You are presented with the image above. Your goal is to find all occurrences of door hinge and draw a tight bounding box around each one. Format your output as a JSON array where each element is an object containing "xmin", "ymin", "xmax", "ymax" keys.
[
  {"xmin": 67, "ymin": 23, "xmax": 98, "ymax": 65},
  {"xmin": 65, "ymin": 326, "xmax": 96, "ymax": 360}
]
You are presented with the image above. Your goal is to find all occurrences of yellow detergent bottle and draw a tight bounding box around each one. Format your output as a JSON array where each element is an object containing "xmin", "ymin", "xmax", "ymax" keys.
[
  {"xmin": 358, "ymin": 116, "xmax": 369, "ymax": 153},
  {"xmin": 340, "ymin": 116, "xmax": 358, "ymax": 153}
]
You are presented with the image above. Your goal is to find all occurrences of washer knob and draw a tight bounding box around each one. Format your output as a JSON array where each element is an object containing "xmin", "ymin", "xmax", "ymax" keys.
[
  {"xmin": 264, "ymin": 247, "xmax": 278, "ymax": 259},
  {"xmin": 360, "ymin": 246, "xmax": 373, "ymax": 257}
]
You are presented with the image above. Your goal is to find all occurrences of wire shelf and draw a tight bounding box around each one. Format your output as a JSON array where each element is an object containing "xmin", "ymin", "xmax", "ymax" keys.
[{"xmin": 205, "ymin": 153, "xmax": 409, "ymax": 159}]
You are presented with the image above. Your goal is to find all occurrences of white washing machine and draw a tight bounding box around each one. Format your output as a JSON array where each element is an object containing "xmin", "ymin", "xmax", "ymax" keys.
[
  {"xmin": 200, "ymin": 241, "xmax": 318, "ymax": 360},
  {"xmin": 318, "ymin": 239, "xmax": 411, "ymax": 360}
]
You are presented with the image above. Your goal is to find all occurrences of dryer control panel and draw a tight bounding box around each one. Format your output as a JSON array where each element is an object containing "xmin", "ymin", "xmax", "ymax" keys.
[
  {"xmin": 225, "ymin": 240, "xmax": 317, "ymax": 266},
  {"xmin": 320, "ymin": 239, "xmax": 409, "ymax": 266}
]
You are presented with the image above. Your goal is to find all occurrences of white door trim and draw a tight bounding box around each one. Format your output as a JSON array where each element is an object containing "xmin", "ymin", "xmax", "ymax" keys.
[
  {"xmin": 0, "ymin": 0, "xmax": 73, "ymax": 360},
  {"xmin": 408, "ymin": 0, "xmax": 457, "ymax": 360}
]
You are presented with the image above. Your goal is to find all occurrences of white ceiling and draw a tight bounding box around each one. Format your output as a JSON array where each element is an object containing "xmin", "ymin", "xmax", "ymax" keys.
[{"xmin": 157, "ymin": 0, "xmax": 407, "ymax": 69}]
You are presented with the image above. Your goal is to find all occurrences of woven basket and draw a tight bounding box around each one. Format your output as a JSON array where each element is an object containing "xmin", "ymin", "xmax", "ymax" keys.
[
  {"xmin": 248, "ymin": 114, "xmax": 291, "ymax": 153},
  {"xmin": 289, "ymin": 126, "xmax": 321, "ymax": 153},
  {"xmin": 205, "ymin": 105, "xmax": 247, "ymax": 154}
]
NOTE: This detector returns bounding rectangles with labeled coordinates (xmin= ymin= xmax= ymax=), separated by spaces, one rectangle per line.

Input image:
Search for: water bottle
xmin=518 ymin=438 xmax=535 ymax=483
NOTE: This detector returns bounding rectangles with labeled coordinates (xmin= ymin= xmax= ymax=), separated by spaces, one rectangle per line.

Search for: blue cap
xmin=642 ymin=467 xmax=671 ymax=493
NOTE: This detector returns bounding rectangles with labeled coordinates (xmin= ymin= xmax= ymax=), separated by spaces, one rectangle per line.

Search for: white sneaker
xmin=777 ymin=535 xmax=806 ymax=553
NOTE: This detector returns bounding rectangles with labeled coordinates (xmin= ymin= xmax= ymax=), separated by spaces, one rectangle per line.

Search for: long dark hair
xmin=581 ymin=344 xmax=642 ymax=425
--*--
*GIVEN EXERCISE*:
Put each line of the data above into a JSON list of strings, one string per line, leaving out blank lines.

*OUTPUT OF THE EXERCISE*:
[
  "You are presented with the image above. Your goal is to find all occurrences of door hinge and draw a tight bounding box around each one. Format your output as a JSON array where each element is an object containing \"xmin\", \"ymin\", \"xmax\", \"ymax\" keys.",
  "[",
  "  {\"xmin\": 67, \"ymin\": 23, \"xmax\": 98, \"ymax\": 65},",
  "  {\"xmin\": 65, \"ymin\": 326, \"xmax\": 96, \"ymax\": 360}",
  "]",
  "You are presented with the image above. Your goal is to find all occurrences of yellow detergent bottle and draw a tight bounding box around each one. Format your output as a JSON array where each element is an object containing \"xmin\", \"ymin\", \"xmax\", \"ymax\" keys.",
  "[",
  "  {\"xmin\": 358, \"ymin\": 116, \"xmax\": 369, \"ymax\": 153},",
  "  {\"xmin\": 340, \"ymin\": 116, \"xmax\": 358, \"ymax\": 153}",
  "]",
  "You are presented with the image above. Your goal is to find all occurrences of washer knob and draw a tight bounding box around each one. Format your output as a JSON array where each element is an object containing \"xmin\", \"ymin\", \"xmax\", \"ymax\" keys.",
  "[",
  "  {\"xmin\": 264, \"ymin\": 247, \"xmax\": 278, \"ymax\": 259},",
  "  {\"xmin\": 360, \"ymin\": 246, \"xmax\": 373, \"ymax\": 257}",
  "]",
  "You are presented with the image above. Your goal is to find all occurrences of wire shelf and draw a tight bounding box around each one. Format your output as a JSON array where each element is an object containing \"xmin\", \"ymin\", \"xmax\", \"ymax\" keys.",
  "[{\"xmin\": 205, \"ymin\": 153, \"xmax\": 409, \"ymax\": 159}]",
  "You are presented with the image above. Your goal is to find all occurrences of white washing machine and draw a tight bounding box around each one. Format your output as a JSON array where each element is an object containing \"xmin\", \"ymin\", \"xmax\", \"ymax\" keys.",
  "[",
  "  {\"xmin\": 200, \"ymin\": 241, \"xmax\": 318, \"ymax\": 360},",
  "  {\"xmin\": 318, \"ymin\": 239, \"xmax\": 411, \"ymax\": 360}",
  "]",
  "You are presented with the image above. Your goal is to find all occurrences of dryer control panel and draw a tight bounding box around each one. Format your output as a JSON array where each element is an object containing \"xmin\", \"ymin\", \"xmax\", \"ymax\" keys.",
  "[",
  "  {\"xmin\": 225, \"ymin\": 240, \"xmax\": 317, \"ymax\": 266},",
  "  {\"xmin\": 320, \"ymin\": 239, \"xmax\": 409, \"ymax\": 266}",
  "]",
  "You are presented with the image above. Your goal is to find all occurrences of white door trim and draw a tight bounding box around each one. Format your output as a JSON array where each element is an object containing \"xmin\", \"ymin\", \"xmax\", \"ymax\" keys.",
  "[",
  "  {\"xmin\": 0, \"ymin\": 0, \"xmax\": 73, \"ymax\": 360},",
  "  {\"xmin\": 408, \"ymin\": 0, \"xmax\": 457, \"ymax\": 360}",
  "]",
  "You are presented with the image above. Your goal is to find all occurrences of white ceiling and draw a tight bounding box around each one. Format your output as a JSON array where each element is an object containing \"xmin\", \"ymin\", \"xmax\", \"ymax\" keys.",
  "[{\"xmin\": 157, \"ymin\": 0, \"xmax\": 407, \"ymax\": 69}]",
  "You are presented with the image above. Your goal is to find all occurrences of woven basket and draw a tight bounding box around each one. Format your output as a JSON array where each element is an object containing \"xmin\", \"ymin\", \"xmax\", \"ymax\" keys.",
  "[",
  "  {\"xmin\": 248, \"ymin\": 114, \"xmax\": 291, \"ymax\": 153},",
  "  {\"xmin\": 289, \"ymin\": 126, \"xmax\": 321, \"ymax\": 153},",
  "  {\"xmin\": 205, \"ymin\": 105, \"xmax\": 247, \"ymax\": 154}",
  "]",
  "NOTE: This detector returns bounding rectangles with labeled coordinates (xmin= ymin= xmax= ymax=), separated by spaces, one rectangle per line.",
  "Input image:",
  "Search for: water bottle",
  "xmin=518 ymin=438 xmax=535 ymax=483",
  "NOTE: This detector returns bounding rectangles with labeled coordinates (xmin= ymin= xmax= ymax=), separated by spaces, one rectangle per line.",
  "Search for: blue cap",
  "xmin=642 ymin=467 xmax=671 ymax=493",
  "NOTE: This detector returns bounding rectangles with labeled coordinates (xmin= ymin= xmax= ymax=), separated by spaces, one rectangle per line.",
  "Search for: white sneaker",
  "xmin=777 ymin=535 xmax=806 ymax=553",
  "NOTE: This detector returns bounding rectangles with labeled coordinates (xmin= ymin= xmax= ymax=), separated by spaces, one rectangle per line.",
  "Search for: long dark hair",
  "xmin=581 ymin=344 xmax=642 ymax=425"
]